> To be done: Give as output the line that contains "Annotate the image above for the object class soccer", followed by every remaining line of the entries, unchanged and with nothing added.

[Stored items]
--------------------------------------------------

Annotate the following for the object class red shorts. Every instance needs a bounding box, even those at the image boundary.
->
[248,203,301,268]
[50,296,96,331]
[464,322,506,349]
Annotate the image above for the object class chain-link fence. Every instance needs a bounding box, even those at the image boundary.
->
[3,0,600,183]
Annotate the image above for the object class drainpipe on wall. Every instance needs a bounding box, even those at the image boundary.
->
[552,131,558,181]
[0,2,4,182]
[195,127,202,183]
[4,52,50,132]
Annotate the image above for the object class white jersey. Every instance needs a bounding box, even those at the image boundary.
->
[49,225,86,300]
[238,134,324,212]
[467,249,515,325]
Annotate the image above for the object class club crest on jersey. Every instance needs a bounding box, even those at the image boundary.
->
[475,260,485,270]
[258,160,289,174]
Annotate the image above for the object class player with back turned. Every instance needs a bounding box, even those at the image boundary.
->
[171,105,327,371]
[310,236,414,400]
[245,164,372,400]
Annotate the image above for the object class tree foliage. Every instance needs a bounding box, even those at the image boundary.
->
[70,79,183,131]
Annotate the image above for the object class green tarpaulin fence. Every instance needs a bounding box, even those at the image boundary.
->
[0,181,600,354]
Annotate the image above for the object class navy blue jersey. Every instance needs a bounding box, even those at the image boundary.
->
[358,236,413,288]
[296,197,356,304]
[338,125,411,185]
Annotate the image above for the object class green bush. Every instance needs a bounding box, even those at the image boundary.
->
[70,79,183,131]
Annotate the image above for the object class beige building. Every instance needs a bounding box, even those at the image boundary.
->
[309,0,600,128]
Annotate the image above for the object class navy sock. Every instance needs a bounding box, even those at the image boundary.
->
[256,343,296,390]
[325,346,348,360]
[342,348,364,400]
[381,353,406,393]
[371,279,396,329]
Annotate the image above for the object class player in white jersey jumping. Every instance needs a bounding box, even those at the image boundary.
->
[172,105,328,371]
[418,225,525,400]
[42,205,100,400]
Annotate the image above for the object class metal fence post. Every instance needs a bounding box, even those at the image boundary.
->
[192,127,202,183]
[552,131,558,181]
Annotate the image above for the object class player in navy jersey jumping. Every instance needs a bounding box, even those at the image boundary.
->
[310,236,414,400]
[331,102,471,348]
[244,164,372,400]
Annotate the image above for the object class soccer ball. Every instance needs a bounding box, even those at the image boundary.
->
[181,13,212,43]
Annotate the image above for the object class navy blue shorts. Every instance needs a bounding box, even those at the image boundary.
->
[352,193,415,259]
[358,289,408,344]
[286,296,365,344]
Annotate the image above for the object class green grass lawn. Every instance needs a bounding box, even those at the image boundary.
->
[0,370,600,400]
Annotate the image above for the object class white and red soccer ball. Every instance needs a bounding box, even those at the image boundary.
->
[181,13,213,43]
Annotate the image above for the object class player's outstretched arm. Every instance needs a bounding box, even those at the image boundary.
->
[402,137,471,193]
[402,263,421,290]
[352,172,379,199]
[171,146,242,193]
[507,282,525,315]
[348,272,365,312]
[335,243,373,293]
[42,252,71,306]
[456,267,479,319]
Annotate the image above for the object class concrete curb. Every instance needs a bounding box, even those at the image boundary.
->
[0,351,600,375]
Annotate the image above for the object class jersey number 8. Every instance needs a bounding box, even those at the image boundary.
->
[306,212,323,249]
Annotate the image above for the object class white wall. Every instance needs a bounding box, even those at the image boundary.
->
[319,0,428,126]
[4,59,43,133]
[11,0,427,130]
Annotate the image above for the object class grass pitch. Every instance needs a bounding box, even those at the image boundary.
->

--------------------------------------------------

> Written answer:
Annotate the image above for the object class soccer ball. Every instance needs a bounding box, even those at the image boundary.
->
[181,13,212,43]
Annotate the image above for the object class navy blue shorts. Every instance needs a bounding box, even those at the image boundary.
->
[352,193,415,259]
[358,289,408,344]
[286,296,365,344]
Annotate the image above for the object class green grass lawn. Every instance needs a bounding box, even those at the image boundary.
->
[0,370,600,400]
Annotate the image above for the object class white and red soccer ball. Every instance needs a bounding box, even those at the image boundary.
->
[181,13,213,43]
Annotate the image above for the object class player's outstretched arm. Every instance needs a bounding box, even those at the image boundary.
->
[402,137,471,193]
[402,263,421,290]
[352,172,379,199]
[171,146,242,193]
[507,282,525,315]
[348,272,365,312]
[335,243,373,293]
[42,252,71,306]
[456,267,479,319]
Annotate the image above for the object class concrete curb. Every instance needs a bounding box, even those at the image boundary.
->
[0,351,600,375]
Annotate the image above for the object class jersey number 8. Every instance needs a bounding box, even those at the image boundary.
->
[306,212,323,249]
Annotate the image above for the object class white wall. Every instance needs a bounding box, even those at the image boundary.
->
[319,0,428,126]
[4,59,43,133]
[11,0,427,130]
Annotate the image above for the object class grass pitch. Every instance needs a bounding box, even those at the image boundary.
->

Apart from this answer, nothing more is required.